-- DATA SECTION start --

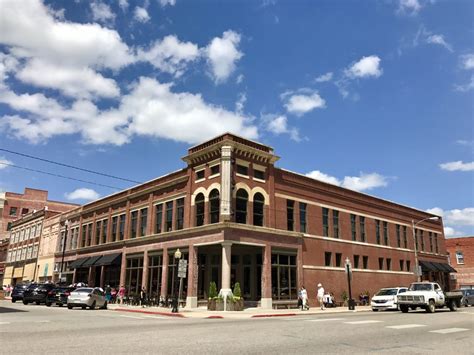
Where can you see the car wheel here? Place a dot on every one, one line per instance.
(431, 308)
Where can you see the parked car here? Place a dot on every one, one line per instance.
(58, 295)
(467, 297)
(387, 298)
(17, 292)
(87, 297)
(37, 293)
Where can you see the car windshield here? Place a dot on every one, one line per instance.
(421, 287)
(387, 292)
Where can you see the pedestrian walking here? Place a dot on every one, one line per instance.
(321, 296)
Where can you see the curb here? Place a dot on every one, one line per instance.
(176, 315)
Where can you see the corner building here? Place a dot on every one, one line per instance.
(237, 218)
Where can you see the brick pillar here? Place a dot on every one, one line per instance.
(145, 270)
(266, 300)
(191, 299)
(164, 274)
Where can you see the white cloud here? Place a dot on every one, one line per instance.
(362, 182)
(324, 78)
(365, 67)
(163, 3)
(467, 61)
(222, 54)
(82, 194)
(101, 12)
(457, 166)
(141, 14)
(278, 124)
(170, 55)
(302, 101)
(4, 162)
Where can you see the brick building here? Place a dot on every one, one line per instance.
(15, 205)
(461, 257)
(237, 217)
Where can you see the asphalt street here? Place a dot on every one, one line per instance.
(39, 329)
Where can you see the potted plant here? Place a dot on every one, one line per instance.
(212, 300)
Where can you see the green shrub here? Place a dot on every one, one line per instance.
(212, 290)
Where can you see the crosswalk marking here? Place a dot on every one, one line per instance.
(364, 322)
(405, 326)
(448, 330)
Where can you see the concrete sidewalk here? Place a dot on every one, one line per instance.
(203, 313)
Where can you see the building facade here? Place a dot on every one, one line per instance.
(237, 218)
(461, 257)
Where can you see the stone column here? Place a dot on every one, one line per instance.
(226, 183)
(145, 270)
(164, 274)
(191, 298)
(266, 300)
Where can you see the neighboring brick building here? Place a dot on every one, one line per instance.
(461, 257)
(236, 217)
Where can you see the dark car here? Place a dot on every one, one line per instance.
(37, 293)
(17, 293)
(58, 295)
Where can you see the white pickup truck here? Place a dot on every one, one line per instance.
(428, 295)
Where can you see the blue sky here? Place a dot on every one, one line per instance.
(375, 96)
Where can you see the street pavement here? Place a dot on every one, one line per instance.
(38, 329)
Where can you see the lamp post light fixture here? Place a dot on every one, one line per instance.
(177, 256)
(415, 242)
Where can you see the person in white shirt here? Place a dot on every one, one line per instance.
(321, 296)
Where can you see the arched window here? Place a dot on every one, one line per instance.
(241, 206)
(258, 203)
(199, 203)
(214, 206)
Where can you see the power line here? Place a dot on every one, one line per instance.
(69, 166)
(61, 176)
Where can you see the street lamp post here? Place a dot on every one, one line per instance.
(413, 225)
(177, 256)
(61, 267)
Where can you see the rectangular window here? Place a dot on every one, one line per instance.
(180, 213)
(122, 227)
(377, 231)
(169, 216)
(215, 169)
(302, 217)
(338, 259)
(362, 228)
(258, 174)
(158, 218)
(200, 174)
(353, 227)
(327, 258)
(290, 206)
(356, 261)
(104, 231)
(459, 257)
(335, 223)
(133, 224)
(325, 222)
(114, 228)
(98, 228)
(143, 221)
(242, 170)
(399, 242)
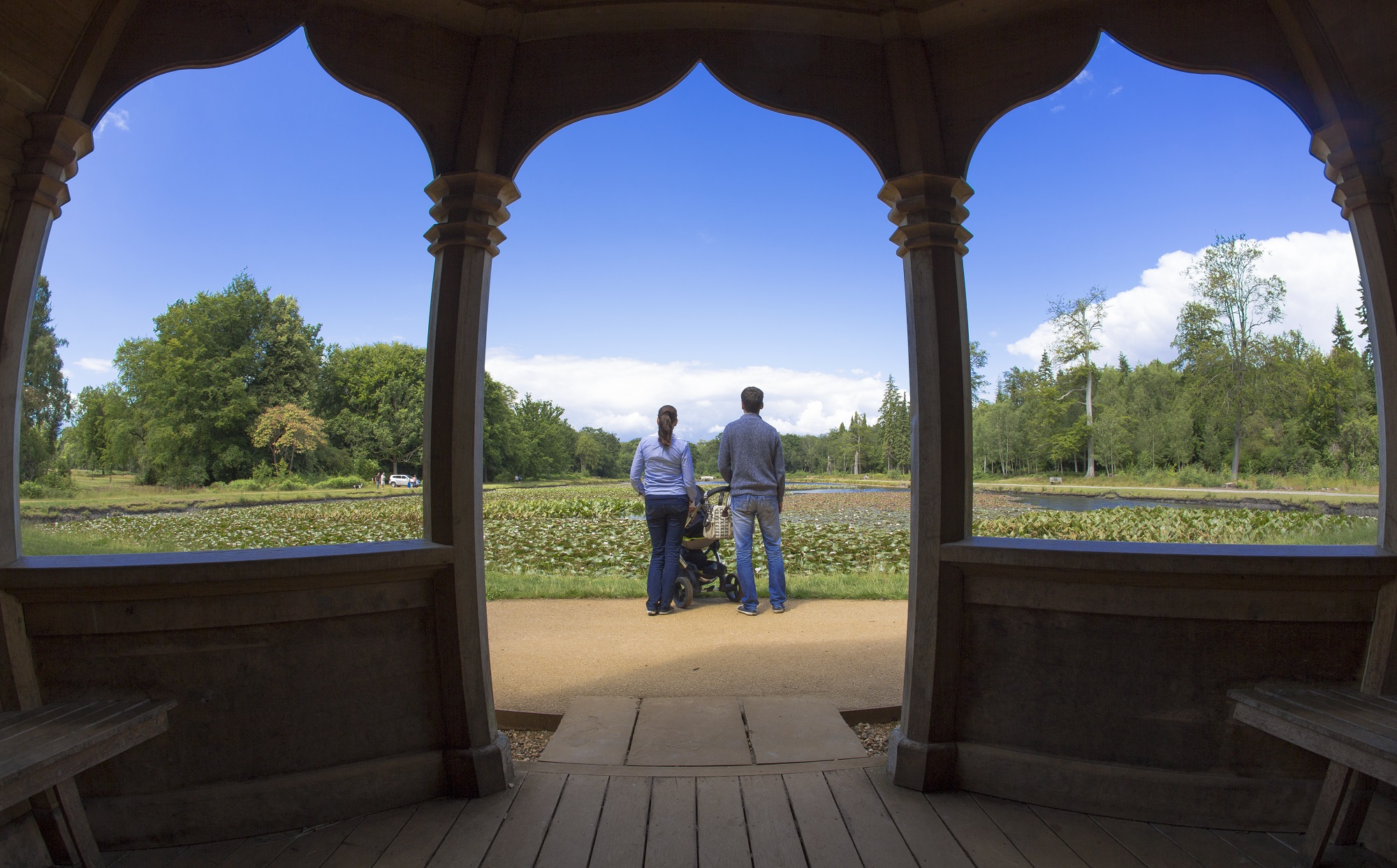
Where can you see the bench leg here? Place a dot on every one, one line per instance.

-- DATA SECTION end --
-- DATA SECTION start --

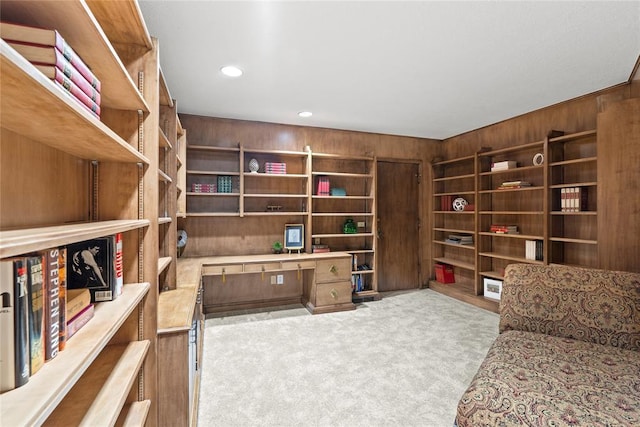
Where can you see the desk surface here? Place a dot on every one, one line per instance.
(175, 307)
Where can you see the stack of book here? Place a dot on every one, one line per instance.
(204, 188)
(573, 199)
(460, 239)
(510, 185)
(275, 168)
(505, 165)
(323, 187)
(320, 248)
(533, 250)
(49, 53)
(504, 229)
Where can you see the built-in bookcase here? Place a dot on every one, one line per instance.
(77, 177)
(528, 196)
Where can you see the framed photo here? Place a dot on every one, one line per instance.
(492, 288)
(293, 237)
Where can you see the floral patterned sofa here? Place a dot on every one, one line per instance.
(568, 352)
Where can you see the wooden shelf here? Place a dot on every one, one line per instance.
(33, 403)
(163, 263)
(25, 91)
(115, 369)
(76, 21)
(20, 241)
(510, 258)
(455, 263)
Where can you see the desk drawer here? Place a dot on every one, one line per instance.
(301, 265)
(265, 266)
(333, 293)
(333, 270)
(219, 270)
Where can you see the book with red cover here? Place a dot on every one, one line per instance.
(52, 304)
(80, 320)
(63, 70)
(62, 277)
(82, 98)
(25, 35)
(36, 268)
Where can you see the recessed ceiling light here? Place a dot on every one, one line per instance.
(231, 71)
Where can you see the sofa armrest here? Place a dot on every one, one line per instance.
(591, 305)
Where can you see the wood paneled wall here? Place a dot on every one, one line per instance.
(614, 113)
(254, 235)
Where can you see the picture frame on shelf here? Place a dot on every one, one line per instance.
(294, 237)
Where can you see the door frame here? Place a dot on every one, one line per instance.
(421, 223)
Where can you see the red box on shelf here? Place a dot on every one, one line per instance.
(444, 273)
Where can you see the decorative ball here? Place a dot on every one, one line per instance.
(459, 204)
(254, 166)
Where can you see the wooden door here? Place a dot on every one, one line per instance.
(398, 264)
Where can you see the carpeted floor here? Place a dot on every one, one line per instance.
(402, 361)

-- DATA SECTION end --
-- DATA SECTION start --

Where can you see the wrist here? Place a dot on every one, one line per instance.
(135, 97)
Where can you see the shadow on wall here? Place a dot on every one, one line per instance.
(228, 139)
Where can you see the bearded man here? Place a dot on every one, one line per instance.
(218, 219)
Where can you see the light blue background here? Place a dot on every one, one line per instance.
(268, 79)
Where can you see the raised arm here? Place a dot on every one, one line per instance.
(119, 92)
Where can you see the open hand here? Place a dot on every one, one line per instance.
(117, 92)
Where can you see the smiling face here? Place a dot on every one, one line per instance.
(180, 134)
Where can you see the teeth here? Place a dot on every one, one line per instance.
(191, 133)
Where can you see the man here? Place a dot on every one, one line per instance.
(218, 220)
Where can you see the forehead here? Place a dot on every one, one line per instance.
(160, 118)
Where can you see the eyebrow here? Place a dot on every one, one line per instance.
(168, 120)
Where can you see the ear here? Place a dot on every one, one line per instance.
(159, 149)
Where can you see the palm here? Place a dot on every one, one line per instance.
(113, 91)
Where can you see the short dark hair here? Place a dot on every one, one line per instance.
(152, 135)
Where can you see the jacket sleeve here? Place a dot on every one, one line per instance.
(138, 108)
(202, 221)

-- DATA SECTION end --

• AIM:
Pull out every line of the entries above that contains the word "blue", treating uppercase and lowercase as different.

• FINAL RESULT:
Where can you see the blue sky here? Place a dot on every one, one line per instance.
Where can you see the light blue background here? Place a dot on every one, one line per instance.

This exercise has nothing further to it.